Longer time spent in the DMN-negatively connected state (state 4) was associated with higher early- and mid-life LEQ, a proxy of cognitive reserve including educational, occupational, leisure, social, and physical activities [15]. Similar DMN-negatively connected patterns have been linked with sustained attention tasks in both static and dynamic functional connectivity studies [48, 49]. This suggests that increased time in DMN-negatively connected is one of the mechanisms underlying attention-related cognitive reserve processes [50, 51]. Longer time spent in the DMN-negatively connected state was also associated with lower late-life cardiovascular risk factors including lower LDL cholesterol and systolic blood pressure. This last result is more difficult to interpret as it is unclear whether lower blood pressure is protective against dementia when assessed at late-life, since opposite results have also been reported [18, 19].

Finally, the times spent in states 3 and 4 were both negatively correlated with the times spent in states 1 and 2, strengthening the hypothesis that they have opposite relationships with dementia risk factors.

Interestingly, the times spent in the different states were not associated with Alzheimer’s disease neuroimaging biomarkers. This might indicate that, while being associated with dementia risk/protective factors, they are not directly associated with Alzheimer’s disease-specific pathological processes per se. More precisely, modification of DFNC could be a mechanism underlying cognitive reserve (i.e., modulating the effect of Alzheimer’s disease pathology on cognitive functions), but not a mechanism underlying brain reserve (i.e., preventing Alzheimer’s disease lesions to occur) [3, 52, 53].

The lower number of transitions between states (i.e., less state changes) was strongly associated with lower brain perfusion in Alzheimer’s disease-sensitive regions. This suggests that our ability to transition from one stage to another is reduced as a consequence of, or resulting in, decreased perfusion in the posterior cingulate and temporo-parietal regions known to characterize early Alzheimer’s disease changes. Interestingly, the lower number of transitions was associated with poorer cognitive performance in cognitively unimpaired older adults in a previous study [54]. Thus, the lower number of transitions could be a preclinical biomarker of hypoperfusion in brain regions typically impaired in Alzheimer’s disease.

There are limitations to this study. First, its cross-sectional and observational design does not allow for the assessment of the causal associations between risk factors and DFNC changes. Second, although we found some consistency across our results (i.e., risk and protective factors were associated with different states), caution in interpreting the results is warranted due to the number of models conducted, which could lead to spurious findings. Third, our analyses focused on cognitive networks, while other networks could also be altered in the dementia preclinical stage, which could be investigated in future studies. Fourth, the findings of this study would need to be replicated in an external fMRI dataset to test for its reproducibility. Finally, other dementia risk factors, such as air pollution and hearing impairment, were not available in this study but could also be of interest for further studies.

**BRIEF 1**
According to the source text, why is the link between longer time in the DMN-negatively connected state and lower blood pressure harder to interpret?
**BRIEF 2**
Can you transcribe the source text starting at "Finally, the times" and ending at "dementia risk factors."?

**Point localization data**
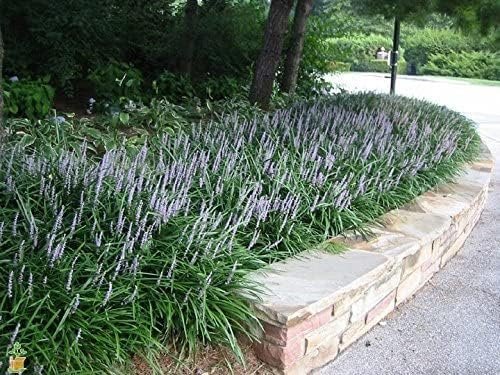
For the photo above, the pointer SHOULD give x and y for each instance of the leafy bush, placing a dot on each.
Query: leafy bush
(173, 87)
(359, 52)
(419, 46)
(117, 80)
(32, 99)
(473, 64)
(380, 66)
(357, 49)
(104, 257)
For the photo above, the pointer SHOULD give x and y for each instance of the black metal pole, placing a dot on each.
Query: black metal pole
(394, 55)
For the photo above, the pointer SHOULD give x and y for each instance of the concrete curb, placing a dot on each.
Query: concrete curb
(316, 306)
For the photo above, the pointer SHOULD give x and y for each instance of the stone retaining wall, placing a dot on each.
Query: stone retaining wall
(319, 304)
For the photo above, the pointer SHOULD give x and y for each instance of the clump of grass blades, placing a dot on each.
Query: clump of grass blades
(126, 253)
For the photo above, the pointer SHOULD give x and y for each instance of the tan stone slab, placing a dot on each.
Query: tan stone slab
(423, 226)
(302, 287)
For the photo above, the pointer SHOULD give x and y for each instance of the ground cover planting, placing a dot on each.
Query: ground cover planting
(106, 255)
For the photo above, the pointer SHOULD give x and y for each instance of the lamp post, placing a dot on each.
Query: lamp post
(394, 55)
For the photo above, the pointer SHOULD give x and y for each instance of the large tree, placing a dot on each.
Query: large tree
(269, 57)
(294, 53)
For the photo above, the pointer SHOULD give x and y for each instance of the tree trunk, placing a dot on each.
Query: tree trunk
(294, 54)
(268, 60)
(1, 84)
(189, 37)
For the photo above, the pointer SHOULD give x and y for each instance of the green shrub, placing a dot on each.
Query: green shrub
(357, 48)
(106, 256)
(339, 66)
(174, 87)
(419, 46)
(483, 65)
(114, 81)
(380, 66)
(359, 52)
(32, 99)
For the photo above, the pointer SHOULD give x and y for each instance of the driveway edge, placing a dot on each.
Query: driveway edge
(317, 305)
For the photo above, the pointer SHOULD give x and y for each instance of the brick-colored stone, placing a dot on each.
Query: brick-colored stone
(326, 333)
(318, 357)
(321, 304)
(353, 332)
(280, 356)
(383, 308)
(414, 261)
(453, 249)
(429, 268)
(376, 293)
(409, 286)
(280, 335)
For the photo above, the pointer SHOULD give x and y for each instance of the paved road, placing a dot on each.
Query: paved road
(452, 325)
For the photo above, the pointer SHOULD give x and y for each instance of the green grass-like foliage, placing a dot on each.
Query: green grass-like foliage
(127, 252)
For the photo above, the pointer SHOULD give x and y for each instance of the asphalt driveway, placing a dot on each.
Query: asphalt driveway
(452, 325)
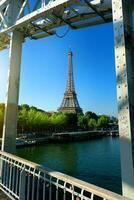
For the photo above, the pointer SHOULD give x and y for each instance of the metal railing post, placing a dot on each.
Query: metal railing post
(22, 185)
(122, 23)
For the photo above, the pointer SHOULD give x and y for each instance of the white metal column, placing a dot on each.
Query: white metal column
(122, 23)
(10, 121)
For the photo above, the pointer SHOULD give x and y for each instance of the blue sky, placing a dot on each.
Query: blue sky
(44, 70)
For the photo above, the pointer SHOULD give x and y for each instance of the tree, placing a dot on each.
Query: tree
(91, 115)
(82, 122)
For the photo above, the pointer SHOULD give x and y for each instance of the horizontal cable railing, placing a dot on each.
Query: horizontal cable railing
(25, 180)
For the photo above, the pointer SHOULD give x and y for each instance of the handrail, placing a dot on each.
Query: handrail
(40, 172)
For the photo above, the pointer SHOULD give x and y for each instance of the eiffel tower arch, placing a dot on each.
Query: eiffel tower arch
(70, 102)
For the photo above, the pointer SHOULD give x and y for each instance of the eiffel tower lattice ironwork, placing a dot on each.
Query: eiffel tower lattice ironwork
(70, 102)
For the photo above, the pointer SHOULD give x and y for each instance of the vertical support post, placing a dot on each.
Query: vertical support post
(22, 187)
(10, 121)
(122, 23)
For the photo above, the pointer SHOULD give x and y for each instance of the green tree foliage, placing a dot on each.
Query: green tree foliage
(82, 122)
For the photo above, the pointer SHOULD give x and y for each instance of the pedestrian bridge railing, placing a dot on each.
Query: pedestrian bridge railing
(25, 180)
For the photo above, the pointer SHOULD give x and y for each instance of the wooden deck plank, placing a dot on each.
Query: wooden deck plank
(3, 196)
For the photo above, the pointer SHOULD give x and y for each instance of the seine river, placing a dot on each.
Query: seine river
(95, 161)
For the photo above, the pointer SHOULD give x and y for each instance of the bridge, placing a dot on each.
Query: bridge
(22, 19)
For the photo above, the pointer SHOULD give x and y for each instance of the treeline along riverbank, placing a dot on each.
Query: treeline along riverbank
(41, 123)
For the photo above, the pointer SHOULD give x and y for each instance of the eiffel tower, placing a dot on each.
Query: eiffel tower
(70, 103)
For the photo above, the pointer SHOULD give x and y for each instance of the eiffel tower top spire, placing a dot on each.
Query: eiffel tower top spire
(70, 103)
(70, 80)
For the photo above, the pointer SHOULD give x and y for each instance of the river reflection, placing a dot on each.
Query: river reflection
(95, 161)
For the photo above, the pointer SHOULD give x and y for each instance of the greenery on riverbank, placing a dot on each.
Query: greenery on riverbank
(33, 120)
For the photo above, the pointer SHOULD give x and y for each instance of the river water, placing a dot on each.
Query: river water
(95, 161)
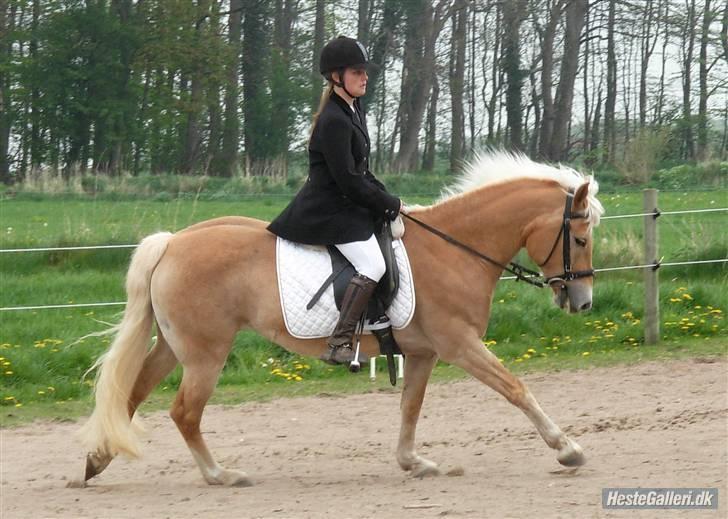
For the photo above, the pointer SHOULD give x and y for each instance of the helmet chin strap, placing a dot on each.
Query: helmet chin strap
(341, 85)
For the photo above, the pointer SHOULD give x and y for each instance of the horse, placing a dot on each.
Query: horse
(200, 286)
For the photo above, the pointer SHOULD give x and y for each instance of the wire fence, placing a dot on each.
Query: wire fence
(653, 266)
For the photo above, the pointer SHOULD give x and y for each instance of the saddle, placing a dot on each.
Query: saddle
(341, 273)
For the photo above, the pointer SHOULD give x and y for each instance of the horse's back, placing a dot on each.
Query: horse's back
(242, 221)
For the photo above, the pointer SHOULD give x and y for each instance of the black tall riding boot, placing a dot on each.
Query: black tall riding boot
(355, 301)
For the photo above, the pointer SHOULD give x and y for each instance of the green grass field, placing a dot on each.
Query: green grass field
(42, 360)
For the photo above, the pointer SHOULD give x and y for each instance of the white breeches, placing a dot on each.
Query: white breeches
(366, 256)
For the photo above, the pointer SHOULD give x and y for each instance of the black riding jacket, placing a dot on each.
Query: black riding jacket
(341, 201)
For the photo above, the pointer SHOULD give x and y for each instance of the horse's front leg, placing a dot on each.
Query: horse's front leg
(474, 358)
(417, 370)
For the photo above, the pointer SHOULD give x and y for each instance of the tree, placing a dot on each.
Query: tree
(7, 22)
(318, 44)
(512, 19)
(256, 102)
(610, 135)
(688, 46)
(231, 131)
(575, 13)
(424, 23)
(457, 86)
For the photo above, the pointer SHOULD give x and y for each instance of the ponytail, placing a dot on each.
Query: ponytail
(325, 95)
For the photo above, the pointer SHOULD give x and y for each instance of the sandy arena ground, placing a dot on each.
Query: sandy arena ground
(650, 425)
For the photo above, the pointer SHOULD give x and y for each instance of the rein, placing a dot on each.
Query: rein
(523, 273)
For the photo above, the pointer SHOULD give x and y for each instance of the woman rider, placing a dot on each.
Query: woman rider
(342, 203)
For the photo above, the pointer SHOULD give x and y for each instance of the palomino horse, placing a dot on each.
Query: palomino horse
(204, 284)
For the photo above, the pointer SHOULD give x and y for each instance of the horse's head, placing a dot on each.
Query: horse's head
(562, 246)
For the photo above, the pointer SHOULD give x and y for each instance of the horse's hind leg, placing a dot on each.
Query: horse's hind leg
(417, 371)
(483, 365)
(198, 382)
(159, 362)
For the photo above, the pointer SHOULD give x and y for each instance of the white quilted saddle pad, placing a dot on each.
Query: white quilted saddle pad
(302, 269)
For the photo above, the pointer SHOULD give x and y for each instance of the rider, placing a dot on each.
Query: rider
(342, 203)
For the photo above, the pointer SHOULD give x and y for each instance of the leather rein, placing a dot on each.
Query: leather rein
(523, 273)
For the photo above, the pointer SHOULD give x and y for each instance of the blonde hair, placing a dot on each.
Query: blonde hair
(325, 95)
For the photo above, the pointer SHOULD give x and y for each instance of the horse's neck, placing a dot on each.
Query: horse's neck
(493, 219)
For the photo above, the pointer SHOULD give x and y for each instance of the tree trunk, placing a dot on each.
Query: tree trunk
(6, 119)
(457, 85)
(36, 151)
(661, 86)
(495, 76)
(280, 85)
(392, 12)
(424, 23)
(513, 16)
(702, 150)
(318, 43)
(575, 13)
(428, 157)
(724, 33)
(687, 64)
(471, 79)
(363, 23)
(611, 101)
(547, 72)
(256, 111)
(191, 150)
(231, 131)
(647, 47)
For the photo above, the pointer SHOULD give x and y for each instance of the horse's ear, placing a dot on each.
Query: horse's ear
(580, 197)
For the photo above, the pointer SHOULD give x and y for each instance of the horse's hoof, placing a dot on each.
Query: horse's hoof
(571, 456)
(232, 478)
(425, 468)
(95, 464)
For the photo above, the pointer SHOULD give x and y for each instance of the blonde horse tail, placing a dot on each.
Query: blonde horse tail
(109, 431)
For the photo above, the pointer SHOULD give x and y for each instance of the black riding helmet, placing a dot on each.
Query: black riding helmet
(342, 53)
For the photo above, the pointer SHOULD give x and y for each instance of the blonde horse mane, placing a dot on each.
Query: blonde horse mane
(492, 167)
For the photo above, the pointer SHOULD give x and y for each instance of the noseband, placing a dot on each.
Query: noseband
(565, 231)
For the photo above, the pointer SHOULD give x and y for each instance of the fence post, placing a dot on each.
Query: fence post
(652, 286)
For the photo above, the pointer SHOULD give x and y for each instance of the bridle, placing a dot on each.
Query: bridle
(565, 231)
(519, 271)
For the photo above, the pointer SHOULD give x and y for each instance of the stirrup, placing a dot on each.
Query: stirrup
(336, 355)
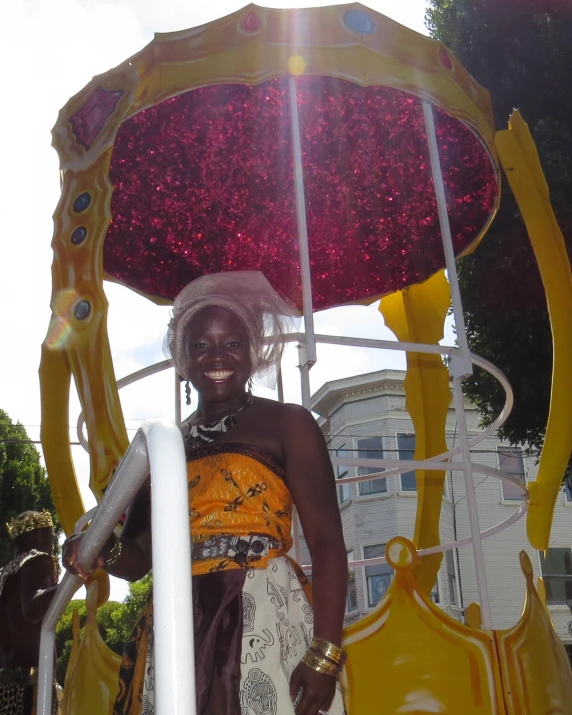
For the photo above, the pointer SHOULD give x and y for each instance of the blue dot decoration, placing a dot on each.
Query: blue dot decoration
(82, 202)
(82, 310)
(78, 236)
(359, 22)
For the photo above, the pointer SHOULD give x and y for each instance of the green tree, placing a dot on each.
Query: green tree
(23, 481)
(115, 621)
(520, 50)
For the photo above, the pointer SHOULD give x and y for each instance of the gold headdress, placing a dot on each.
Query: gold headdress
(29, 521)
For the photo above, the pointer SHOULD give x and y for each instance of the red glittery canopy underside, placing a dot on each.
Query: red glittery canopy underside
(204, 183)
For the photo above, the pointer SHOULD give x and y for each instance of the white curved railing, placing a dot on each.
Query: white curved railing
(157, 449)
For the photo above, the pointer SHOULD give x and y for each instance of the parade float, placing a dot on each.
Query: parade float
(351, 160)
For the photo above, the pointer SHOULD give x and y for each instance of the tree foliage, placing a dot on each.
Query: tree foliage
(520, 50)
(115, 621)
(23, 482)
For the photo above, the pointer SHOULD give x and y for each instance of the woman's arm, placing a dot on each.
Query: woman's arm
(312, 484)
(311, 480)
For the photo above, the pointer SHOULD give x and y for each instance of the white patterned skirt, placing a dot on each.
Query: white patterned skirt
(277, 628)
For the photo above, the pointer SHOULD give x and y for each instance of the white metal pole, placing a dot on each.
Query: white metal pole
(447, 239)
(302, 224)
(157, 448)
(460, 365)
(472, 507)
(173, 637)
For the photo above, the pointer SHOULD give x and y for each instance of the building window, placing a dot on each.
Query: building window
(557, 575)
(451, 577)
(351, 598)
(406, 450)
(377, 578)
(511, 462)
(371, 448)
(341, 472)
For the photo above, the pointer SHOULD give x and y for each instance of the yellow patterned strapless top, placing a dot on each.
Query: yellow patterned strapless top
(240, 508)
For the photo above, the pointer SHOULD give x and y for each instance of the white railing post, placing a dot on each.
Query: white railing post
(157, 449)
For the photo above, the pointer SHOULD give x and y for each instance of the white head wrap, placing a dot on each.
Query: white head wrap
(247, 294)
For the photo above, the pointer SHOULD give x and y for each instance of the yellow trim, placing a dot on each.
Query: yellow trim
(519, 159)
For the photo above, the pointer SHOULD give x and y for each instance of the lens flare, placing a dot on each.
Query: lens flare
(296, 65)
(60, 327)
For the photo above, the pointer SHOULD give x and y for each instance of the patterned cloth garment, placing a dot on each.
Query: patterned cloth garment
(251, 607)
(19, 692)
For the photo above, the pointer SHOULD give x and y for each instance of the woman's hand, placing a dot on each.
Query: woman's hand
(69, 556)
(318, 690)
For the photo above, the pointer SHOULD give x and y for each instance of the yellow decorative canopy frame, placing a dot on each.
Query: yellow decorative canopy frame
(431, 663)
(249, 47)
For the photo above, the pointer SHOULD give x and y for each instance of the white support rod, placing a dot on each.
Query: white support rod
(447, 239)
(159, 443)
(472, 507)
(302, 224)
(280, 385)
(173, 637)
(304, 377)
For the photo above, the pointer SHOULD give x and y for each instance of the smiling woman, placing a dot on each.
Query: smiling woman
(259, 645)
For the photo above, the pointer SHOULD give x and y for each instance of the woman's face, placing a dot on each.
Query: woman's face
(218, 350)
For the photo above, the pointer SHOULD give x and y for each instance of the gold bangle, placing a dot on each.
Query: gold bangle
(328, 650)
(320, 665)
(115, 552)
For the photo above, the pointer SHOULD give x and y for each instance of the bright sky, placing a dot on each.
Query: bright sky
(49, 51)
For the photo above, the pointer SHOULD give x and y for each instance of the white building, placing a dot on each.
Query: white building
(365, 416)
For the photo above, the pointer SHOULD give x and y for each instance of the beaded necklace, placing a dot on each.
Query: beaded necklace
(196, 436)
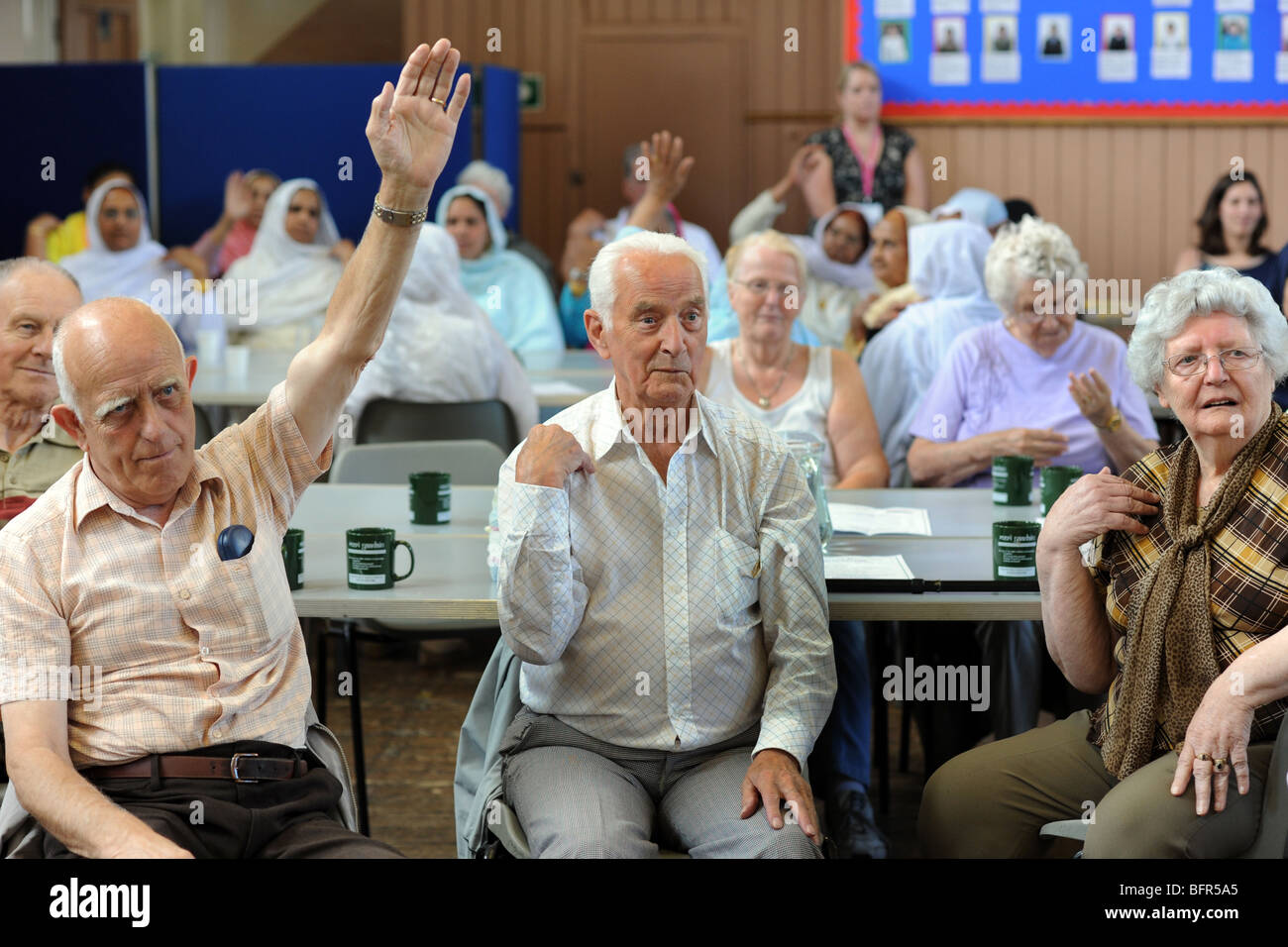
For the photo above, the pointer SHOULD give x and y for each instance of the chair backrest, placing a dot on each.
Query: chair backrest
(384, 420)
(471, 463)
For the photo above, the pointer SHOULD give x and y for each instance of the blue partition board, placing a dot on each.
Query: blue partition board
(76, 115)
(501, 129)
(299, 121)
(1073, 84)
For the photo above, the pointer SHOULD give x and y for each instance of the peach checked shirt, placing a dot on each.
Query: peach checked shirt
(172, 648)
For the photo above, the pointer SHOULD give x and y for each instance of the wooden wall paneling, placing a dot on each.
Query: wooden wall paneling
(1181, 206)
(1046, 171)
(1072, 191)
(1154, 244)
(773, 20)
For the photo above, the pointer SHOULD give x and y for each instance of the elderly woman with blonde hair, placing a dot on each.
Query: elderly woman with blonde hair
(1179, 615)
(982, 402)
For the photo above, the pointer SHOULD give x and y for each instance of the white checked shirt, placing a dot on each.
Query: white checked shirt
(670, 616)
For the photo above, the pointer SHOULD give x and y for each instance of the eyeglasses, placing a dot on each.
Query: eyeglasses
(761, 287)
(1232, 360)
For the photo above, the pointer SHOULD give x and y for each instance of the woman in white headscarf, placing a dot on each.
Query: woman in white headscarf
(510, 287)
(836, 253)
(947, 268)
(295, 262)
(124, 261)
(439, 346)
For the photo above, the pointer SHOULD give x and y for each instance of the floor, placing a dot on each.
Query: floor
(412, 710)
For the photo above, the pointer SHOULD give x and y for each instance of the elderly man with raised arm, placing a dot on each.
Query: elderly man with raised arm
(35, 295)
(129, 565)
(662, 581)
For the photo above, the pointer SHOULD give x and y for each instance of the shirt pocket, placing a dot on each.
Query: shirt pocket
(256, 605)
(737, 579)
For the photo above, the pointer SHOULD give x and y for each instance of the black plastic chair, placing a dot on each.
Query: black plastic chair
(385, 420)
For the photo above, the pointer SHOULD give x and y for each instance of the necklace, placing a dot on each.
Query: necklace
(765, 399)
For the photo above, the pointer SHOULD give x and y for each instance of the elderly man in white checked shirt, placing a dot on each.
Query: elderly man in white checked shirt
(662, 581)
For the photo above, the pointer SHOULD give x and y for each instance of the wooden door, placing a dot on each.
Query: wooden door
(640, 81)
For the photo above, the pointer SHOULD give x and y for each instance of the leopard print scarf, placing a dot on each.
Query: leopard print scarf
(1171, 655)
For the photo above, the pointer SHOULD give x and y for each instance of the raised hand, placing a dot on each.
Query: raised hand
(1042, 445)
(410, 132)
(236, 197)
(668, 166)
(1093, 395)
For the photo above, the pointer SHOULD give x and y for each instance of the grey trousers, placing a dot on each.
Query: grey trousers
(991, 801)
(581, 797)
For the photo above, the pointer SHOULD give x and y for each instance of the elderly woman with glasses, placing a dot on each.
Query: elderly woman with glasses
(1037, 382)
(1167, 589)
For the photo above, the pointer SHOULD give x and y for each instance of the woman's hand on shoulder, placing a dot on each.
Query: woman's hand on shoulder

**WRITTEN SOLUTION 1**
It is unclear whether lower blood pressure protects against dementia when measured in late life, because opposite results have also been reported.

**WRITTEN SOLUTION 2**
Finally, the times spent in states 3 and 4 were both negatively correlated with the times spent in states 1 and 2, strengthening the hypothesis that they have opposite relationships with dementia risk factors.